***** DATA SUPPLIED

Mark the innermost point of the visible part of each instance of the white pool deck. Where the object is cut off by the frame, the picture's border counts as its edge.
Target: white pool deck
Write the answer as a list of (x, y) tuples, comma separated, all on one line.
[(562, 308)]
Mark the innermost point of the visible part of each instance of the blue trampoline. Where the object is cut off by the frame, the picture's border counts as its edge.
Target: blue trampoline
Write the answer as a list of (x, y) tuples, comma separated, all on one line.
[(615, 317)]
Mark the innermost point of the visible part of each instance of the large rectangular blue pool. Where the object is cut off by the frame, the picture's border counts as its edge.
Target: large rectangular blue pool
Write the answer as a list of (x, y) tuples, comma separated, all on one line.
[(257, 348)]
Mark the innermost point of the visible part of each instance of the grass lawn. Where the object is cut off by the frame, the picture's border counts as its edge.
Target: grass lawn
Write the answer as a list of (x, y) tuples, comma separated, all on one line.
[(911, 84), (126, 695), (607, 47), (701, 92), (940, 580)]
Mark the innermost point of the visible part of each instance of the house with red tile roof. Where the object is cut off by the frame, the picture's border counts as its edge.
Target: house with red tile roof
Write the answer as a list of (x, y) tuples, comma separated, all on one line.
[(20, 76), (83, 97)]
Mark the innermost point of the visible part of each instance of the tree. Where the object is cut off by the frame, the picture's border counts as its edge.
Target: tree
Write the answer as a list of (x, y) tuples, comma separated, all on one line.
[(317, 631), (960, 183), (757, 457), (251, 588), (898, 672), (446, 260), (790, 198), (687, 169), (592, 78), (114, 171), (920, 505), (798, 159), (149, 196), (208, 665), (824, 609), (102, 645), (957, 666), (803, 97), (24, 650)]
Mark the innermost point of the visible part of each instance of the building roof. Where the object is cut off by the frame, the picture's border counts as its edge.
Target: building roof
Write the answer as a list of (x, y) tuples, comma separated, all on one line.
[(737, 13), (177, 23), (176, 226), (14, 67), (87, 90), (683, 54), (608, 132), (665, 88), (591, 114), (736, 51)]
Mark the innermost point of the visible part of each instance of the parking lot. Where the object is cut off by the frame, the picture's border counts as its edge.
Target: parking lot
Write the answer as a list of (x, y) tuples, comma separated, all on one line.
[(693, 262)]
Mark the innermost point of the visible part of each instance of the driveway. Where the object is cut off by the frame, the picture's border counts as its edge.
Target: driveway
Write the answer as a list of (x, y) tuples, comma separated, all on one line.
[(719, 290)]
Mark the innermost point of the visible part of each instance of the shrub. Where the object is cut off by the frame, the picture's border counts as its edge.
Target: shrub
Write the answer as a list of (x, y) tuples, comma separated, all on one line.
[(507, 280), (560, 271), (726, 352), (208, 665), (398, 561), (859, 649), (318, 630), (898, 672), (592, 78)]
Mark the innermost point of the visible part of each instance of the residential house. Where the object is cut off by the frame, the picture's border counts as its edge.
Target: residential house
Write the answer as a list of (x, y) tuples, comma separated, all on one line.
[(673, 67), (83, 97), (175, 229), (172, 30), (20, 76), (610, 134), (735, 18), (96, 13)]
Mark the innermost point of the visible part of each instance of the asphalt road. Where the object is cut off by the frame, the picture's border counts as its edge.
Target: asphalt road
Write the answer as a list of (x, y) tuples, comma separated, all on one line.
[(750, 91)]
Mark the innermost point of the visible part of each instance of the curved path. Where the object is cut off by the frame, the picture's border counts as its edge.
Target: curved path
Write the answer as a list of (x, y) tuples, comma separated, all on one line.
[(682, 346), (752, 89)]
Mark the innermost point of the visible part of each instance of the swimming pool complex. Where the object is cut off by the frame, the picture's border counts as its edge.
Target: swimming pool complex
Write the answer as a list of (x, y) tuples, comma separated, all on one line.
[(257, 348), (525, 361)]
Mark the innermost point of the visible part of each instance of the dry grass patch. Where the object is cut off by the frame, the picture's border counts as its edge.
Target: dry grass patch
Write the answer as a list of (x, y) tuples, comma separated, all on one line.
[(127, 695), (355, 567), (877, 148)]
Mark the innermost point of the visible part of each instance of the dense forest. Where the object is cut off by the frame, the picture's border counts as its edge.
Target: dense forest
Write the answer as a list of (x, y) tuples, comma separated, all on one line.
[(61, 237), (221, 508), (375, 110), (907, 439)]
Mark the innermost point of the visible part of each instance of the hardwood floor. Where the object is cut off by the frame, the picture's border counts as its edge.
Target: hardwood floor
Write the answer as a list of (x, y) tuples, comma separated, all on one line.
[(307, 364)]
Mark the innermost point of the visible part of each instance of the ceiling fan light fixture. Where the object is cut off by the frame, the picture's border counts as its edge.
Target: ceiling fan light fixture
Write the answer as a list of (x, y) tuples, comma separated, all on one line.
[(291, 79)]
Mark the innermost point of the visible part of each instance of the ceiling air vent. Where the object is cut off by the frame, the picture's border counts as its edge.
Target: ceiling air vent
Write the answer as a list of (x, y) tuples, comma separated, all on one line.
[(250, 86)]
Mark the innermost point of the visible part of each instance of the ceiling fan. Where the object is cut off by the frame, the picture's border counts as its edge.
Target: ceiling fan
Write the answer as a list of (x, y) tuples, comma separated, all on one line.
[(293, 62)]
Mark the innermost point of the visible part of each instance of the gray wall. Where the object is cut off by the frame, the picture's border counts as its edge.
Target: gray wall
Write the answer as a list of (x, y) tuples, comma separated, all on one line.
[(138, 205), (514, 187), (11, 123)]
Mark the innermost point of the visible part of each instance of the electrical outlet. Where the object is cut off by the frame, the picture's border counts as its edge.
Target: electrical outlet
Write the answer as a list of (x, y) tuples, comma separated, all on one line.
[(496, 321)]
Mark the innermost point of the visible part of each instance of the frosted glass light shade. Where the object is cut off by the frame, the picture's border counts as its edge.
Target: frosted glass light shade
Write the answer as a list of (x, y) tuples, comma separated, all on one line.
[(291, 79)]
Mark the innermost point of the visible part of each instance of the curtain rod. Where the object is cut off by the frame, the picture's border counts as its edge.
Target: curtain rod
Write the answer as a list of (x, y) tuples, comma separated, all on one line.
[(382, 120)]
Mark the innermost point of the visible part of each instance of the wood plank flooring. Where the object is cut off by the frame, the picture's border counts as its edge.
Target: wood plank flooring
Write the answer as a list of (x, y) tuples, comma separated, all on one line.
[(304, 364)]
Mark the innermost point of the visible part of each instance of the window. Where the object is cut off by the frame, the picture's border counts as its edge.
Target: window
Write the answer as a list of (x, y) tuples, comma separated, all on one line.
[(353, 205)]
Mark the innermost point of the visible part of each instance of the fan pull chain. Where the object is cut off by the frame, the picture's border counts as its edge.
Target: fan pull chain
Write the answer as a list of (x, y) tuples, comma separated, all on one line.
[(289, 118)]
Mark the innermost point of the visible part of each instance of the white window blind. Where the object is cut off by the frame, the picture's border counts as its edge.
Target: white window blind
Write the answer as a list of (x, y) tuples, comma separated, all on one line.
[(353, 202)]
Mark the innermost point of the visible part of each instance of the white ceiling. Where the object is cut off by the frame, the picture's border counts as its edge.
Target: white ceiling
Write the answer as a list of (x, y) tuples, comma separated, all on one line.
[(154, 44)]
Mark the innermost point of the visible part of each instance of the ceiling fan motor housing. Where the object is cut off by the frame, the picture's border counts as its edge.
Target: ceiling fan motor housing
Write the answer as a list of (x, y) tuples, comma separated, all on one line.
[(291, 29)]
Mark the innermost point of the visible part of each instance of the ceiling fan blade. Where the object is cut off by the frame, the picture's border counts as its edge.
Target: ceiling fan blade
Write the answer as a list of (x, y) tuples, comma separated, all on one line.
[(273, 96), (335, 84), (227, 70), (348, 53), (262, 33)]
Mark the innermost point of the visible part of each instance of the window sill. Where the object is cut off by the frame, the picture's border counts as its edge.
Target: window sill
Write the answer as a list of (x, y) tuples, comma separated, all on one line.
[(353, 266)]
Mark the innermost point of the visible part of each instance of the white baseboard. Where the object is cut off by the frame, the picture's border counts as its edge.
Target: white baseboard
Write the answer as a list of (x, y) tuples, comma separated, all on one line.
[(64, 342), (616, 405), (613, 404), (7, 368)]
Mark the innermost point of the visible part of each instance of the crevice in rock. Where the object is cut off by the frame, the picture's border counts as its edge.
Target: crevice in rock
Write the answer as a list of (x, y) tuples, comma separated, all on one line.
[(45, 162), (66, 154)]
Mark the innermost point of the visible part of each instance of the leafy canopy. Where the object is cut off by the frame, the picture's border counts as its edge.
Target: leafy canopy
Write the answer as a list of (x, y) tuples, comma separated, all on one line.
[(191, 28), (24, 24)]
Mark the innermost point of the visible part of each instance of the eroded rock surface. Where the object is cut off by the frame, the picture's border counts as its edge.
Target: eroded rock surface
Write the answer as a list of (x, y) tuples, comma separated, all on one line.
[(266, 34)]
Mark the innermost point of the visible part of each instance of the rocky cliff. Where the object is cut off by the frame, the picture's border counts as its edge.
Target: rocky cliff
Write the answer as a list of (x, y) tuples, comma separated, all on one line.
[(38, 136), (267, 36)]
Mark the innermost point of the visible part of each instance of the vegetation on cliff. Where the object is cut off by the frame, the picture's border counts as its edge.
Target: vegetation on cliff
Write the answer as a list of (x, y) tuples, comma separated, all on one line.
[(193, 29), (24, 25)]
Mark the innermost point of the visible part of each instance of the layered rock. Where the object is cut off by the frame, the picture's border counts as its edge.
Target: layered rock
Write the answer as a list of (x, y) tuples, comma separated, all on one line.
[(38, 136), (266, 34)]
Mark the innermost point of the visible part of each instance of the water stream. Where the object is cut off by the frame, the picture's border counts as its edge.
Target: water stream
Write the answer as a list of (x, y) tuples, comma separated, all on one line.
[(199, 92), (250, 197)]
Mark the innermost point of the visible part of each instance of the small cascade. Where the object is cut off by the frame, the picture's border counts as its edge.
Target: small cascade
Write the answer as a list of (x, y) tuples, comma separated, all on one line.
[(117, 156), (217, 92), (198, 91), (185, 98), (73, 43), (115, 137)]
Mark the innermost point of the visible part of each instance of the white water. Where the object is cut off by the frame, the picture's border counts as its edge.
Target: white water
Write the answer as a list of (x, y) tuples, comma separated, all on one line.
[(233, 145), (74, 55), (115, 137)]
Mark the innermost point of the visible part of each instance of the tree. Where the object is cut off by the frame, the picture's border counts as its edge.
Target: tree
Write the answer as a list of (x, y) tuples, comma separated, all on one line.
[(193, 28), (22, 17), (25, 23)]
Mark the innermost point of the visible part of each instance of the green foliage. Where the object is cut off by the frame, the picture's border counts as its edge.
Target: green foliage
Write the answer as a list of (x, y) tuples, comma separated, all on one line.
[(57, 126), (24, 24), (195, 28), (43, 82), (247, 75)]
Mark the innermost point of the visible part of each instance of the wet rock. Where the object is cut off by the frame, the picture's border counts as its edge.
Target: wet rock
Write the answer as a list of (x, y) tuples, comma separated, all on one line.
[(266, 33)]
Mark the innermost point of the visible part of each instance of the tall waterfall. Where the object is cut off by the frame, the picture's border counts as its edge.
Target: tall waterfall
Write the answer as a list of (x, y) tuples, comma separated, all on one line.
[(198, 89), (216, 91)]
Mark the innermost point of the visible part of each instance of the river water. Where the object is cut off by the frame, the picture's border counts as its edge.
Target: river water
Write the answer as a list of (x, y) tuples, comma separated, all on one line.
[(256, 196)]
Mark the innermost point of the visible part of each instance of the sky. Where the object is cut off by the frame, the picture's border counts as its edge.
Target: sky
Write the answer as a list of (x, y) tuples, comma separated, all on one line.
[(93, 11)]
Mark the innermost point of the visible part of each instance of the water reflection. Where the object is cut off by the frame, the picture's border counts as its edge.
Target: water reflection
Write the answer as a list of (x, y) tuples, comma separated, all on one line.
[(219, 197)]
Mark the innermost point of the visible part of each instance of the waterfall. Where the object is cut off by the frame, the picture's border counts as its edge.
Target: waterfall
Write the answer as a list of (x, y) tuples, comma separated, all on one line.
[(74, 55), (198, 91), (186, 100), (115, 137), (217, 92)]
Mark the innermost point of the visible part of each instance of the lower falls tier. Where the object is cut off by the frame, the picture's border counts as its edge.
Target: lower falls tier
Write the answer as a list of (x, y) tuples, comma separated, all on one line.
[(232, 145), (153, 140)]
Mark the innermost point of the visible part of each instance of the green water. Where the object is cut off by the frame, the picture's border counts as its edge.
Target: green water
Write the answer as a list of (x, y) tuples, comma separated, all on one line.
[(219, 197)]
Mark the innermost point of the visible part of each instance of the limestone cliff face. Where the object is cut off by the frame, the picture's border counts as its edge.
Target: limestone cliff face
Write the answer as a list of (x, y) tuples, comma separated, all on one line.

**********

## EXERCISE OBJECTIVE
Your task is to retype the entries verbatim, starting with the line that holds "of the large" and stopping after the line that holds "of the building".

## OUTPUT FOR THIS TASK
Mark the innermost point of the visible part of each instance of the large rectangular blue pool. Where the object is cut off by the frame, the picture's border counts as its edge.
Target: large rectangular blue pool
Write the answer as a list of (x, y) tuples, comma separated, all on one line.
[(257, 348)]
Mark the innermost point of the visible part of each instance of the grass lawn. Where the object is cut off by the frame, the picture's border counts as its edge.
Target: grass lawn
Write the answer as a list of (x, y) tuples, comma separated, all on one line.
[(911, 84), (126, 695), (607, 47), (701, 92), (940, 580)]
Mark the innermost point of the visible part of each instance of the house with red tile roof. Where the object is cut off by the frame, the picture's border counts as its edge.
Target: house with red tile roof
Write the answer as a list of (x, y) tuples, comma separated, all on one line.
[(20, 76), (83, 97)]
Mark the innermost point of the visible part of each instance of the tree. Where the object is cut off by the frame, the picture's border counts as its edge.
Target: tree
Write the answer as a list of (x, y) tuples, comma separated, all on one line.
[(317, 631), (960, 183), (757, 457), (251, 588), (898, 672), (446, 260), (790, 198), (687, 169), (592, 78), (114, 171), (920, 505), (798, 159), (149, 196), (208, 665), (824, 609), (102, 645), (957, 666), (803, 97), (24, 650)]
Mark the innermost point of the visible part of each instance of the building roof. Where the object is cut off by the frame, the picture's border counts as its edge.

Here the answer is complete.